◆ Aufgabe A ◆
Mit welcher Geschwindigkeit fuhr der Angeklagte laut dem Gerichtsbericht mindestens in die Rechtskurve?
─── Textauszug ───
ERMSTAL / REUTLINGEN. Wie soll man strafrechtlich solch einen durch und durch tragischen Fall bewerten? Diese Frage stellte sich gestern nicht nur Verteidiger Christian Niederhöfer, sondern auch Richter Sierk Hamann und Staatsanwalt Valentin Rebstock am Reutlinger Amtsgericht. Was war geschehen?
Am 12. Mai vergangenen Jahres fuhr ein damals 19-Jähriger aus dem Ermstal zu schnell auf der Strecke zwischen Grabenstetten und Bad Urach. Das Fahrzeug mit drei Insassen näherte sich einer langgezogenen Rechtskurve, »dort wären 80 Stundenkilometer angemessen gewesen, erlaubt waren 100 – gefahren ist der Angeklagte mit mindestens 130 Stundenkilometern«, erläuterte der Kfz-Sachverständige Matthias Fischer dem Gericht. Rein physikalisch sei es unmöglich, diese Kurve mit diesem Radius mit solch einer Geschwindigkeit schadlos zu durchfahren.
───
◆ Aufgabe B ◆
Finde in der Auflistung jede Zeile, die das Wort „grass" enthält, und schreibe sie ab. Groß- und Kleinschreibung zählt.
─── Übungsmaterial ───
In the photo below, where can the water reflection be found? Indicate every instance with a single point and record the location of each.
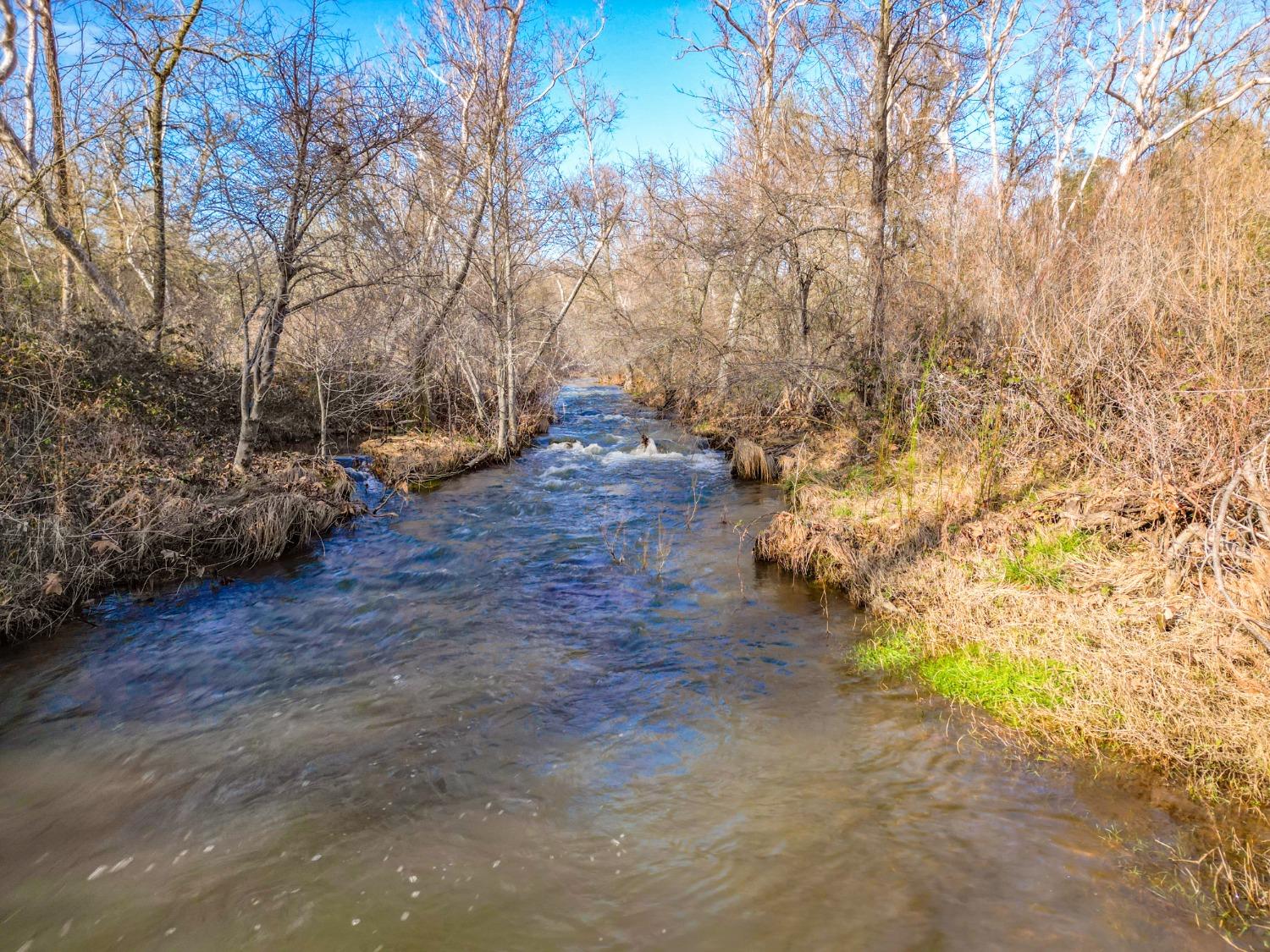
(553, 705)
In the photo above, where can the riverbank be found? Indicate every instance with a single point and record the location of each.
(417, 459)
(1077, 617)
(117, 475)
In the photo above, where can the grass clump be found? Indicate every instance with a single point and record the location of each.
(892, 652)
(1043, 560)
(1000, 685)
(997, 683)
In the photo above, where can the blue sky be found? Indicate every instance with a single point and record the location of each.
(637, 58)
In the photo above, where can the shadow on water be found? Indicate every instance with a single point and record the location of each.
(550, 705)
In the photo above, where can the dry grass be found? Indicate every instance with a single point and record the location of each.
(749, 461)
(422, 457)
(1054, 578)
(140, 533)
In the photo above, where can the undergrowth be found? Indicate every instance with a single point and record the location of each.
(972, 674)
(1043, 560)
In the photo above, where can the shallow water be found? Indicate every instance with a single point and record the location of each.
(546, 706)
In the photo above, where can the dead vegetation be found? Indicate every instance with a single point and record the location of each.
───
◆ Vollständige Ausgabe A ◆
Mit mindestens 130 Stundenkilometern.

◆ Vollständige Ausgabe B ◆
In the photo above, where can the grass clump be found? Indicate every instance with a single point and record the location of each.
In the photo above, where can the dry grass be found? Indicate every instance with a single point and record the location of each.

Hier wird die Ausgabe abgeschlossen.